EXCERPT PROVIDED:
-- Start --
I'm trying to figure out of if there's a way to generate all unique sets of integers of length K, where each member has an upper bound of N, and a lower bound of M, without tracking which sets have already been generated, where the order doesn't matter.
To be clear: I'm not looking for ways to filter duplicates from a pre-computed set of sets.
I'm asking if there is an algorithmic approach to generate the unique combinations of values, without producing duplicate combinations/repetitions along the way that must be tested for and removed.
For example, I wrote this counter, which will generate all sets of length K with members bounded at N, but with duplicates.
-- End --
AVAILABLE DATA:
-- Start --
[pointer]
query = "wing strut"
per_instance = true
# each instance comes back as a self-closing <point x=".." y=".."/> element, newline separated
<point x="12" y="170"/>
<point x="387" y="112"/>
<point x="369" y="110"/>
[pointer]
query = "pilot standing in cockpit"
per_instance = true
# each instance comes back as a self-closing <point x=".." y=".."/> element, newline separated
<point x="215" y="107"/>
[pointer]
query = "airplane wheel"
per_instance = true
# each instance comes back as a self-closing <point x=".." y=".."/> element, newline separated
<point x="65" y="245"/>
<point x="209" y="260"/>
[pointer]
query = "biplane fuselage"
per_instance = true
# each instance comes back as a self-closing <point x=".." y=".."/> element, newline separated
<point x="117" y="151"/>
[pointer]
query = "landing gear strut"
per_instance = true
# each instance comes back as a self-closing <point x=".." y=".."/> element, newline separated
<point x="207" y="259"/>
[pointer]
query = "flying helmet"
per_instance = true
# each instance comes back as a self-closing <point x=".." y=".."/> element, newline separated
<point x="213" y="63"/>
-- End --
REQUEST 1:
In the question about generating unique integer sets, what does the writer say they are not looking for?
REQUEST 2:
Reproduce the whole listing above line by line, without any changes.

EXERCISE RESPONSE 1:
Ways to filter duplicates from a pre-computed set of sets.

EXERCISE RESPONSE 2:
[pointer]
query = "wing strut"
per_instance = true
# each instance comes back as a self-closing <point x=".." y=".."/> element, newline separated
<point x="12" y="170"/>
<point x="387" y="112"/>
<point x="369" y="110"/>
[pointer]
query = "pilot standing in cockpit"
per_instance = true
# each instance comes back as a self-closing <point x=".." y=".."/> element, newline separated
<point x="215" y="107"/>
[pointer]
query = "airplane wheel"
per_instance = true
# each instance comes back as a self-closing <point x=".." y=".."/> element, newline separated
<point x="65" y="245"/>
<point x="209" y="260"/>
[pointer]
query = "biplane fuselage"
per_instance = true
# each instance comes back as a self-closing <point x=".." y=".."/> element, newline separated
<point x="117" y="151"/>
[pointer]
query = "landing gear strut"
per_instance = true
# each instance comes back as a self-closing <point x=".." y=".."/> element, newline separated
<point x="207" y="259"/>
[pointer]
query = "flying helmet"
per_instance = true
# each instance comes back as a self-closing <point x=".." y=".."/> element, newline separated
<point x="213" y="63"/>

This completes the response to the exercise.